Records to process>
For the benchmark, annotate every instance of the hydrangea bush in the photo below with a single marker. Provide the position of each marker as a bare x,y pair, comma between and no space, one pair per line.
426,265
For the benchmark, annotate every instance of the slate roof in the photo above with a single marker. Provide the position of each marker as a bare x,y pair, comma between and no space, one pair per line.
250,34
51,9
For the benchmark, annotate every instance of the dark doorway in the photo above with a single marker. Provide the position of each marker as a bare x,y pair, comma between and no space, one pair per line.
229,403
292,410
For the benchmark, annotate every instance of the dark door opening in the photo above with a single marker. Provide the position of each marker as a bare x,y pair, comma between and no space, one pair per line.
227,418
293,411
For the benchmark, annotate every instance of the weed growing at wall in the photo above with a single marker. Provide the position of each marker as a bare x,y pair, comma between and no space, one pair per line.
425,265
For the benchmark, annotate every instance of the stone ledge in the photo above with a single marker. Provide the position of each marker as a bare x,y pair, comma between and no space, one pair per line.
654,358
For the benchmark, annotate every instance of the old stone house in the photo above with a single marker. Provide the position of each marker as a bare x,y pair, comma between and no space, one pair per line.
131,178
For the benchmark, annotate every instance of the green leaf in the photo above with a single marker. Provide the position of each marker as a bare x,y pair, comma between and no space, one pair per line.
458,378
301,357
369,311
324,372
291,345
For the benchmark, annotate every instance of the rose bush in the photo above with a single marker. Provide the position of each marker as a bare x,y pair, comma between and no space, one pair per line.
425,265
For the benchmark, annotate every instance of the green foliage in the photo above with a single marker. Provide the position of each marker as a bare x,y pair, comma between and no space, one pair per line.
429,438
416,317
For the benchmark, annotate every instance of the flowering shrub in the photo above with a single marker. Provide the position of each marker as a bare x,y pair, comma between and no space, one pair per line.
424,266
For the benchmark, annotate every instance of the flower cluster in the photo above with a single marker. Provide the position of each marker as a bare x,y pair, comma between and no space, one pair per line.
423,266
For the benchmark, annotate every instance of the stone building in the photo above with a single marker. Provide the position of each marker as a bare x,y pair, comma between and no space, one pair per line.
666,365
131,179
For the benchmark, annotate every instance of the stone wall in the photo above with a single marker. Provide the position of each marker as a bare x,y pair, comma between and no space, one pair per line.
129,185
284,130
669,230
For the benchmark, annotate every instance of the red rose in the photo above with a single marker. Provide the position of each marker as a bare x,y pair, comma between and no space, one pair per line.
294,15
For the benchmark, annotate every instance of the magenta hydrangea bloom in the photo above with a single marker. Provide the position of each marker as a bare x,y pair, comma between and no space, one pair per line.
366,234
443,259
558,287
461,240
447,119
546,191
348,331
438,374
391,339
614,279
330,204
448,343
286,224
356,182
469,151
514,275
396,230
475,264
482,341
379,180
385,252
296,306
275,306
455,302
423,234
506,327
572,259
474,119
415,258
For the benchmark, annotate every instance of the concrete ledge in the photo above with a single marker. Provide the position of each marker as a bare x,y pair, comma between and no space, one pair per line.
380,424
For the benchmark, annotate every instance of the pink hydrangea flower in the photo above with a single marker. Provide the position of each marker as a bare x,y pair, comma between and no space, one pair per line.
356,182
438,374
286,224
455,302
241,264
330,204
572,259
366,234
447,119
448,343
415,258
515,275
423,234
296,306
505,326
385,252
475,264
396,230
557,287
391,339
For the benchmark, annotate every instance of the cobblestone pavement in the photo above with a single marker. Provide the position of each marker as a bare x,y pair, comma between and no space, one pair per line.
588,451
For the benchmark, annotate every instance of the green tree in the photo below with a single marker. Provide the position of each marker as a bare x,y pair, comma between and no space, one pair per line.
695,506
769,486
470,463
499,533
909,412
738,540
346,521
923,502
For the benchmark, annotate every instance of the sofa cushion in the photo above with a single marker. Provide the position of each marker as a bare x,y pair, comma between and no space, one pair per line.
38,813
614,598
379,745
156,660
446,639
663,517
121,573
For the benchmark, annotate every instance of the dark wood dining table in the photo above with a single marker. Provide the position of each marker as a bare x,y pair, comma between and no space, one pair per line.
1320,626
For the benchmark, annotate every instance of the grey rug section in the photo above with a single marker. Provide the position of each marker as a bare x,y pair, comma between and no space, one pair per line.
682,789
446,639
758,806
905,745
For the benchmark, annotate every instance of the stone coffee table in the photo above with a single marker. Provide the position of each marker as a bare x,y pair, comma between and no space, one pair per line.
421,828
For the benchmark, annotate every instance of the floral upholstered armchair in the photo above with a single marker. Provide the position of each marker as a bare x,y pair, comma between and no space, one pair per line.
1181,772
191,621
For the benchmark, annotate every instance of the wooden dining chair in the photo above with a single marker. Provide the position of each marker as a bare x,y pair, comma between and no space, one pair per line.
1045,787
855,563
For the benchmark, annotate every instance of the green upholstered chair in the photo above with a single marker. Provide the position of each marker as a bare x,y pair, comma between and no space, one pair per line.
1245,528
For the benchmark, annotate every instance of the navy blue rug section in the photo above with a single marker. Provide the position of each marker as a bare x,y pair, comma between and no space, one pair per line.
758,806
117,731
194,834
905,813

To do> Quote every entry exactly.

Output for this exercise>
For the benchmark, annotate every instance of the hydrangea bush in the photo below with a single marker. Provide the position of each marker as a bare x,y pair, comma between and no space, one pair per line.
426,265
For the benchmark, annotate every instance of the slate roof in the photo above with a single marker. Provide the position of each marker as a bare x,y pair, comma between and no space, one pair per line.
250,34
51,9
For the benchmark, annotate every instance of the dark doorway in the photo above with a single marker. Provide the position of each marker as a bare x,y pair, comma between and no space, one pair per line.
229,403
292,410
For the benchmark, annotate every instance of the dark door opening in the photo above with a single marker. Provide the position of each marker as a bare x,y pair, comma between and no space, one pair per line.
227,418
293,411
For the benchmark, annotate every instance of the weed growing at wall in the photo above with a single marker. Provide the position of each marker as a bare x,y pair, comma between and no space, one pair per line.
425,265
For the benchmark, annotate every instance of the stone ledge in the photo above with a single marker. Provide the position of each marker as a bare x,y pair, comma between and no space, one pair per line.
654,358
For the benchmark, annotate every instance of the old stone house in the photo above with a single marker. Provide the position of each marker as a bare x,y pair, comma between and no space, one pair per line.
131,178
For the benchmark, annotate every instance of the green leaf in the photo above with a single marker. Provide the position of each marker as a bare x,y pair, comma between and no space, one pair per line.
458,378
301,357
369,311
324,372
291,345
For the benchmark, annotate every instance of the rose bush in the photo above with a single marker. Provide the position of each marker as a bare x,y pair, comma between and no space, one pair per line.
425,265
For the benchmark, annotate every instance of the green foliage in the photo above with a single marker. Provide the position of each marker as a bare x,y pair, comma between and no space, one pair per line.
429,438
416,317
For the benchmark, annotate every instance of the flowering shrub in the photo above with a single marker. Provide the position of each marker as a bare x,y pair, comma between and no space, one pair per line.
424,266
For the benchmark, annotate every instance of the flower cluster in the photo above with a single marker. Provide the position of each marker as a bare x,y pair, comma between and no space, one pair per line.
423,266
For the benchmark, annotate every instance of the stone building in the photo above with a single marker. Provide the position of each marker as a bare x,y pair, comma between and no space, one pair per line.
666,365
131,179
For the benchmark, annotate every instance of the stone wall in the photo above with a single marker. Provide the position of each marker as a bare x,y pair, comma between and no space, one pair per line.
129,185
284,130
669,230
For the benchmark, annotate every instance of the red rose in the photo above with a single marker. Provide the position of each marker as a bare x,y pair, comma between and no space, one pair per line.
294,15
For the benchmark, annotate every instance of the magenta hydrangea bloom in the photo above with a single marker. Provide the position of each marker as a bare x,y pair, comma between and no space, one pair per line.
366,234
443,259
558,287
461,240
447,119
546,191
348,331
438,374
391,339
614,279
330,204
448,343
286,224
356,182
469,151
514,275
396,230
475,264
482,341
379,180
385,252
296,306
275,306
455,302
423,234
506,327
572,259
474,119
415,258
For the benchmark, annotate every instance of the concrete ledge in the photo above with a single marker. Provide the position of each marker as a bare x,y pair, comma between and no space, one pair per line.
380,424
For the benchmark, annotate every instance of the pink hydrangea flower in the photo above with a single marker. Provide the position of each marker as a bare x,y pair, comma between and no space, one pair per line.
356,182
438,374
286,224
455,302
241,264
330,204
572,259
366,234
447,119
448,343
415,258
515,275
423,234
296,306
505,326
385,252
475,264
396,230
557,287
391,339
For the benchmark, annotate every instance of the cobblestone pavement in the photo above with a single marker. Provide the position of each marker as a bare x,y pair, comma between and no space, one pair per line.
588,451
For the benchmark, annotate every instance of the green tree in the photo below with a single marker. Provide the position of each marker as a bare x,y pair, comma between and no space, one pair per line.
695,506
769,486
470,463
499,533
909,412
738,540
346,521
923,502
For the benchmark, annotate every instance of the sofa cushion in the photo above with a single marker. Provide the position of each marker as a bare x,y pair, comma between and no space, one pair per line.
38,813
614,598
379,745
156,660
446,639
663,517
121,573
For the benchmark, annotate every instance of the dark wood dining table in the photo above with a single marker. Provide the position of each marker as a bare x,y pair, comma between and no space, one pair per line.
1320,626
For the benchmark, annotate every instance of the grey rug section in the photo above with a single marker. Provide the position of each marker as a bare x,y pair, comma between and no space, one pair per line.
682,789
446,639
758,806
905,745
For the benchmark, annotate every instance of the stone coffee table in the photo above with a single marker. Provide the position of each marker as a bare x,y pair, comma between and no space, one pair per line.
421,828
For the benchmark, annotate every instance of the floral upholstered armchair in the photo above with a single marker. Provide the position of each marker as a bare x,y pair, comma between and no space, one pair per line.
1181,772
191,621
For the benchmark, annotate every instance of the wooden dining chair in the photo above with a single marker. Provide the position of each marker as a bare x,y pair, comma between and no space, one pair per line.
1045,787
855,563
For the benchmark, annotate every instance of the green upholstered chair in the photo above with a single marker. Provide the position of each marker as a bare x,y pair, comma between and no space, one pair per line.
1245,528
For the benchmark, annotate every instance of the navy blue rug section in the photo above with a single marker. Provide the position of each marker as a bare x,y pair, comma between and no space, one pair per line.
758,806
117,731
194,834
905,813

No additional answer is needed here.